▸ **Source information**:
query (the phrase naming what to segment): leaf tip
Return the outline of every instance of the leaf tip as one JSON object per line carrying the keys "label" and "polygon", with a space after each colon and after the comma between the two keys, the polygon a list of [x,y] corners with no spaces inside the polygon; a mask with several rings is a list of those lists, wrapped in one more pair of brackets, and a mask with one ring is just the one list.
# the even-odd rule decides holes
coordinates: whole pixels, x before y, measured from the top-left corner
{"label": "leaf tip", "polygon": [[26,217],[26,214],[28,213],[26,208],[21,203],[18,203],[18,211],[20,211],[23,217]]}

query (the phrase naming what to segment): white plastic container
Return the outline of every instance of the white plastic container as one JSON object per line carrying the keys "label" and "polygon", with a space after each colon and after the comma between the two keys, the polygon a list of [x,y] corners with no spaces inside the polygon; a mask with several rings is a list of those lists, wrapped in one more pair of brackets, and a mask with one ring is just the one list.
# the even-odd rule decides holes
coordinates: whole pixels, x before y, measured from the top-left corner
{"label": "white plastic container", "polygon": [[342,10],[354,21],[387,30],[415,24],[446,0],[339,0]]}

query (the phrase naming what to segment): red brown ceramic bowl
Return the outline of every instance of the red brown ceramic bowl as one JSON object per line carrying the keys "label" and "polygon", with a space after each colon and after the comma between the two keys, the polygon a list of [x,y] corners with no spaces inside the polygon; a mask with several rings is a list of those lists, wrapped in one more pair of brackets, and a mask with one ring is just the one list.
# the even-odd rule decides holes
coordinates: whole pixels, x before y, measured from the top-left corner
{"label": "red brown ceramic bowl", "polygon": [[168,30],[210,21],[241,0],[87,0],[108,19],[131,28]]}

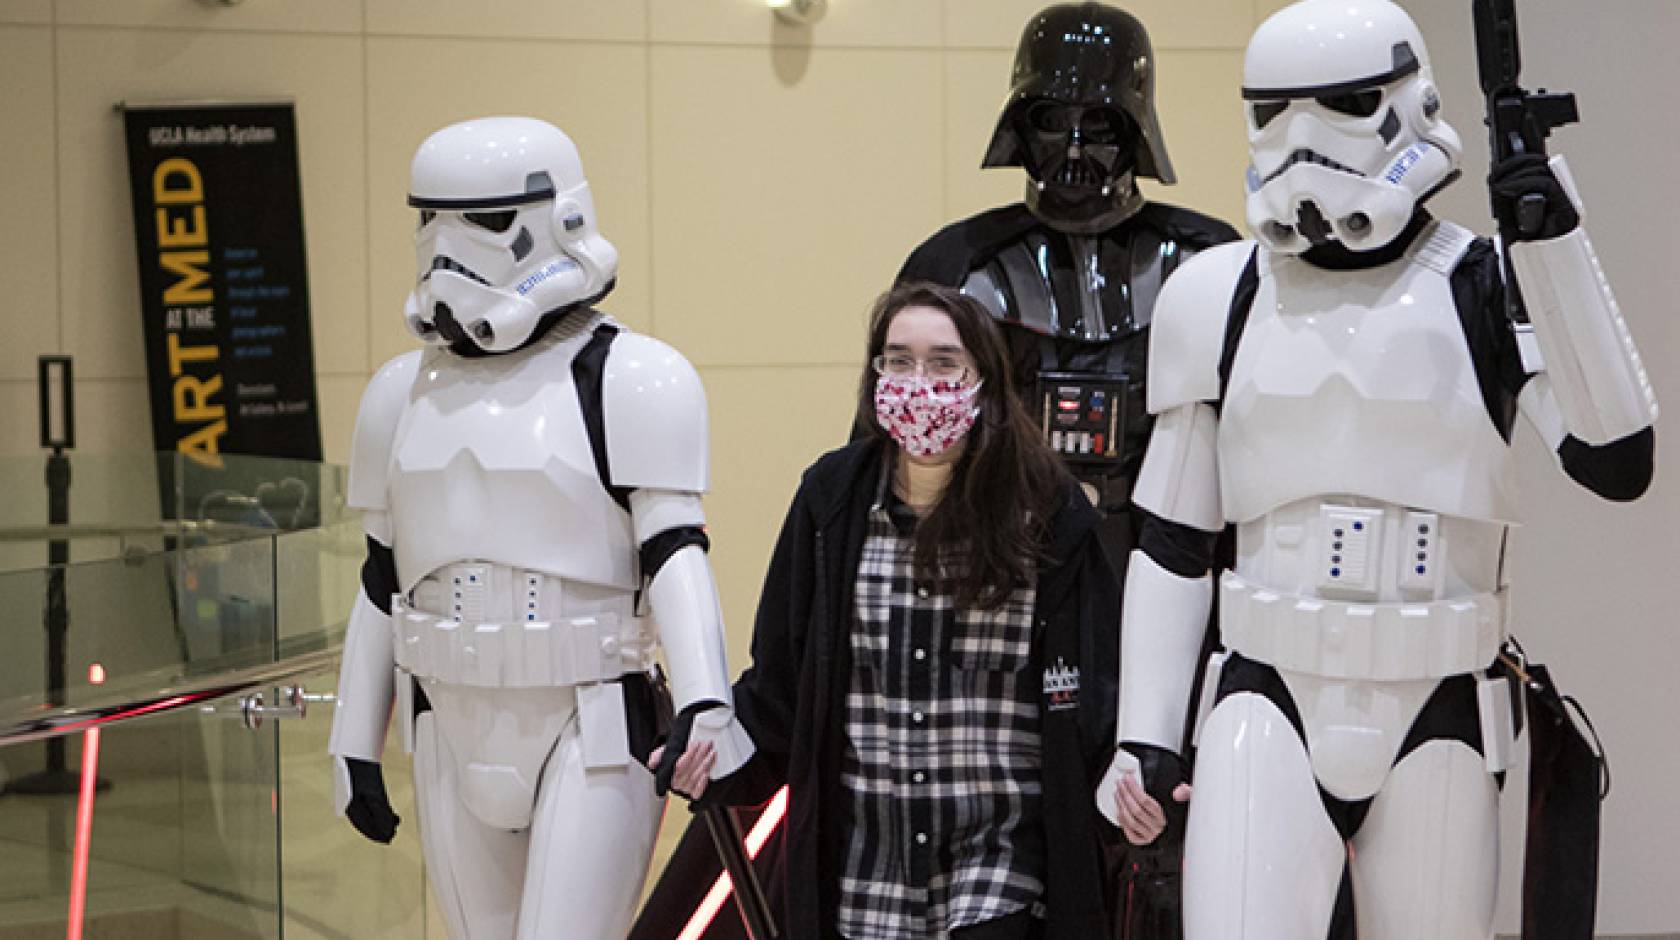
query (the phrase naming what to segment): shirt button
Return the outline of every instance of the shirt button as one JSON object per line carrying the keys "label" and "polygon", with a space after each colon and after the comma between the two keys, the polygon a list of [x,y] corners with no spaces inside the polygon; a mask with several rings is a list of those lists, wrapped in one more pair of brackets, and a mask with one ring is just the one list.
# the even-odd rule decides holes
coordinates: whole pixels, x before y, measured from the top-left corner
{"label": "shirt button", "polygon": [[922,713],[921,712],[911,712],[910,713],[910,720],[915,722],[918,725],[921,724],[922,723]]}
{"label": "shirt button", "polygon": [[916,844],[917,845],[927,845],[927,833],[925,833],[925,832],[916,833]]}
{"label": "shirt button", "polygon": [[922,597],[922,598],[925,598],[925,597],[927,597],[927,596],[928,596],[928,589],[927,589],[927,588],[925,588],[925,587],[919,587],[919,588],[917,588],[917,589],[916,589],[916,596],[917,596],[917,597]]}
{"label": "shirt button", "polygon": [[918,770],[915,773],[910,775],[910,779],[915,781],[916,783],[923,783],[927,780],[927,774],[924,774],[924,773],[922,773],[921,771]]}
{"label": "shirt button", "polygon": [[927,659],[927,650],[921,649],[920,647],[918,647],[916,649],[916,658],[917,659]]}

* * *

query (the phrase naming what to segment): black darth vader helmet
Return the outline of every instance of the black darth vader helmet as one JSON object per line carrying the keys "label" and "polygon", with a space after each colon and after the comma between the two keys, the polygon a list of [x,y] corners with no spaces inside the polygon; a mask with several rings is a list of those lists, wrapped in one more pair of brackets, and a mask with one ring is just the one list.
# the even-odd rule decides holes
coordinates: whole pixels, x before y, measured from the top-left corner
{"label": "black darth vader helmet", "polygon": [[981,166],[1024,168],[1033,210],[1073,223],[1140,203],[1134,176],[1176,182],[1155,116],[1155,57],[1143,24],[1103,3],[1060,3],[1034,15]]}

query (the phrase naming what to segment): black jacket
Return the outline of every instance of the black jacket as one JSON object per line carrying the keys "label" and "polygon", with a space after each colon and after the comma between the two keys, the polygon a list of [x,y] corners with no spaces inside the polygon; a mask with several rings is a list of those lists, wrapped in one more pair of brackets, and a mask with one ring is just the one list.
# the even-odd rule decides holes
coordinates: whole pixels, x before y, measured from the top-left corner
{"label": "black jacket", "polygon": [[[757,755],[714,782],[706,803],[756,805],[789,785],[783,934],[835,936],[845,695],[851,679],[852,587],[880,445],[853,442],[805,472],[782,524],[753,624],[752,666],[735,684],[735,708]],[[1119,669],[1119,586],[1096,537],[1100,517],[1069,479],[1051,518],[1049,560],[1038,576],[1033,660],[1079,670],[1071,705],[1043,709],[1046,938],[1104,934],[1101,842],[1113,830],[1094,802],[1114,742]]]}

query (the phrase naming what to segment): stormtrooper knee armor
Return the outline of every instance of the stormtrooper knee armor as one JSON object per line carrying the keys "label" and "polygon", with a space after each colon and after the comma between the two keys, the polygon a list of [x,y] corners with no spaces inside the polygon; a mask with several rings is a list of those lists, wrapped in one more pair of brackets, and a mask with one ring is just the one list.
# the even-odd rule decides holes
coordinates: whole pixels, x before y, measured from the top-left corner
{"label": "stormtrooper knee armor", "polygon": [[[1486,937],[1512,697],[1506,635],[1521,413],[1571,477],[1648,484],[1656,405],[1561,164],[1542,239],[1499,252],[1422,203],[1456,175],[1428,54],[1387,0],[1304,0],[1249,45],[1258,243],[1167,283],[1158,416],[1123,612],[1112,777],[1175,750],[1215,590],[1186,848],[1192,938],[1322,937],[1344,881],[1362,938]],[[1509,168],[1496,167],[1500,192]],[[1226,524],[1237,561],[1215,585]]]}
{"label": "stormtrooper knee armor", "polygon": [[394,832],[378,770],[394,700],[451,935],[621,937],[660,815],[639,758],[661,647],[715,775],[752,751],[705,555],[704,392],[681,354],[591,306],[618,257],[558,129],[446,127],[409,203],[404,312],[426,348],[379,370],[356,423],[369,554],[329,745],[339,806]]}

▸ **To do**: Only the number is wanted: how many lines in the entries above contain the word "what"?

▸ **Output below**: 7